- Your task -
Please rewrite the records below, replacing "bounding regions" with "bounding boxes" wherever it occurs and keeping everything else the same. Leave the pictures out of your answer.

(Dataset entries)
· · ·

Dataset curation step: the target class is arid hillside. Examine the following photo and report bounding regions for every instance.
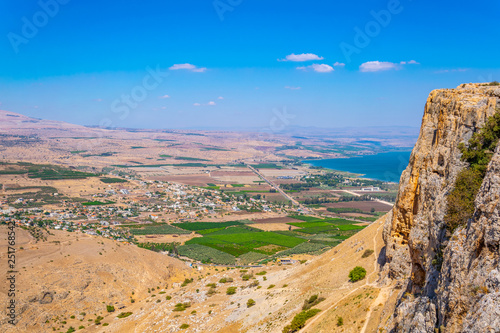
[0,226,190,332]
[0,214,394,332]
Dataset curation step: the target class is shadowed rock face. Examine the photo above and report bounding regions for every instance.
[384,84,500,332]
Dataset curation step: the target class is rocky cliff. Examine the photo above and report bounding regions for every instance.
[381,84,500,332]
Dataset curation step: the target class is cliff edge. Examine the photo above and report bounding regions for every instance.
[381,84,500,333]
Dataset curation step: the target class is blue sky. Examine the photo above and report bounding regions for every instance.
[0,0,500,129]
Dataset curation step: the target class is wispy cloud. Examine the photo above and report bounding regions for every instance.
[169,63,207,73]
[434,68,468,74]
[297,64,335,73]
[278,53,324,62]
[193,101,217,106]
[359,60,419,72]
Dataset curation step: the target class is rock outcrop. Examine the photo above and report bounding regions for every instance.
[381,84,500,333]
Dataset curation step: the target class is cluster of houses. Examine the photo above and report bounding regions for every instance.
[0,181,287,241]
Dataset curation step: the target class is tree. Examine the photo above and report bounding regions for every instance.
[247,298,255,308]
[349,266,366,282]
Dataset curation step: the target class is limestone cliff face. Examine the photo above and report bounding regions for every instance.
[384,84,500,332]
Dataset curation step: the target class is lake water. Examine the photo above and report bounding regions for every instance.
[303,151,411,183]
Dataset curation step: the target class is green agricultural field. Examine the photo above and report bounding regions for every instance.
[287,222,332,228]
[126,223,190,236]
[82,201,114,206]
[177,244,236,265]
[174,156,210,161]
[173,221,242,231]
[28,164,99,180]
[186,226,307,257]
[252,163,283,169]
[288,215,324,222]
[100,178,128,184]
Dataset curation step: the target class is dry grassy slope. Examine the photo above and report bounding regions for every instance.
[0,226,190,332]
[97,215,395,333]
[221,214,396,333]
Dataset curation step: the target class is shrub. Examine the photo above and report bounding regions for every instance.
[361,249,375,258]
[226,287,237,295]
[172,302,191,311]
[116,312,132,319]
[248,280,259,288]
[444,109,500,233]
[247,298,255,308]
[349,266,366,282]
[181,278,193,287]
[241,274,253,281]
[207,288,217,296]
[302,295,325,310]
[283,309,321,333]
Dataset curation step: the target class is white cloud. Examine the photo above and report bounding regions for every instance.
[434,68,468,74]
[359,60,420,72]
[169,63,207,73]
[278,53,324,61]
[297,64,335,73]
[359,61,401,72]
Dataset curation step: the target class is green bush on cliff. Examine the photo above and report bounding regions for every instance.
[444,109,500,233]
[349,266,366,282]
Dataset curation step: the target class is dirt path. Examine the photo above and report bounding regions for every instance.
[343,190,394,207]
[299,222,384,332]
[360,285,393,333]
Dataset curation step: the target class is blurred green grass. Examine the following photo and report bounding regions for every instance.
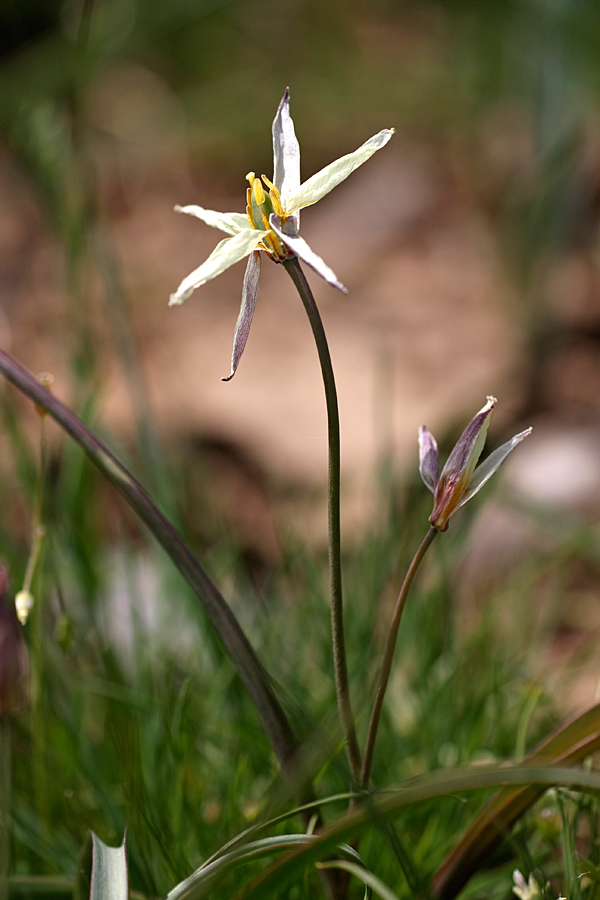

· · ·

- Correct output -
Dataset curation step: the target class is arid hillside. Examine the following photo and report bounding boxes for every instance.
[0,226,190,332]
[0,214,394,332]
Dataset curation step: the target class is shadowed rock face. Examine the photo above and report bounding boxes for every instance.
[384,84,500,332]
Dataset curation step: the target class is rocky cliff. Examine the photo above and report bounding boxes for every instance.
[381,84,500,332]
Dataset curation step: the target class is cliff edge. Examine the photo above and report bounding boxes for every instance.
[381,84,500,333]
Dataset curation step: the target class is blue sky. Examine the photo above and report bounding boxes for every instance.
[0,0,500,129]
Dataset curation step: the target class is wispy cloud. Examine the photo above and report bounding boxes for every instance.
[169,63,207,73]
[434,68,468,74]
[297,64,335,73]
[278,53,324,62]
[193,101,217,106]
[359,60,419,72]
Dataset curation step: the target class is rock outcrop. Examine the photo above and report bounding boxes for every instance.
[381,84,500,333]
Dataset curation step: the target class is cluster of houses. Examine the photo above and report bounding boxes for every instance.
[0,181,287,241]
Dataset curation step: the target class is tree. Examine the photo above and report bounding boxes for every instance.
[247,298,255,308]
[349,266,366,282]
Dataset curation step: the target class is limestone cliff face. Examine the photo above and report bounding boxes for every instance.
[384,84,500,332]
Dataset curation step: the target class is lake water. Examine the photo above and report bounding boxes for every instance.
[303,151,411,183]
Dataset curation step: the target class is green agricultural field. Examine the photo above and report bounding boxes for every instance.
[287,222,332,228]
[126,223,190,236]
[82,201,114,206]
[177,244,236,265]
[174,156,210,161]
[173,221,242,231]
[28,164,99,180]
[186,226,307,257]
[252,163,283,169]
[288,215,324,222]
[100,178,128,184]
Dataset curation step: the target class is dry grassy slope. Examine the photo above and report bounding boxes for every instance.
[0,226,190,332]
[97,215,395,333]
[221,214,396,333]
Dataset curation step: the target class is shrub. Examine the photo above and report bounding boxes for every instance.
[361,249,375,258]
[226,287,237,295]
[172,302,191,311]
[116,312,132,319]
[248,280,259,288]
[444,109,500,233]
[247,298,255,308]
[349,266,366,282]
[181,278,193,287]
[241,274,253,281]
[207,288,217,296]
[302,295,325,310]
[283,309,321,333]
Dataset curation step: the target class is white cloud. Examine the photo above and report bounding boxes for every instance.
[434,68,468,74]
[359,60,420,72]
[169,63,207,73]
[278,53,324,61]
[297,64,335,73]
[359,61,401,72]
Dataset curation step: the target class is green bush on cliff. Examine the photo above and report bounding boxes for every instance.
[444,109,500,233]
[349,266,366,282]
Dataset curation step: the target class is dirt path. Examine the photo above and report bounding boxes for every instance.
[343,190,394,207]
[299,222,384,332]
[360,285,393,333]
Dataset curation step: the target class is blurred green grass. Examine the following photo and report bounding boxes for every instance.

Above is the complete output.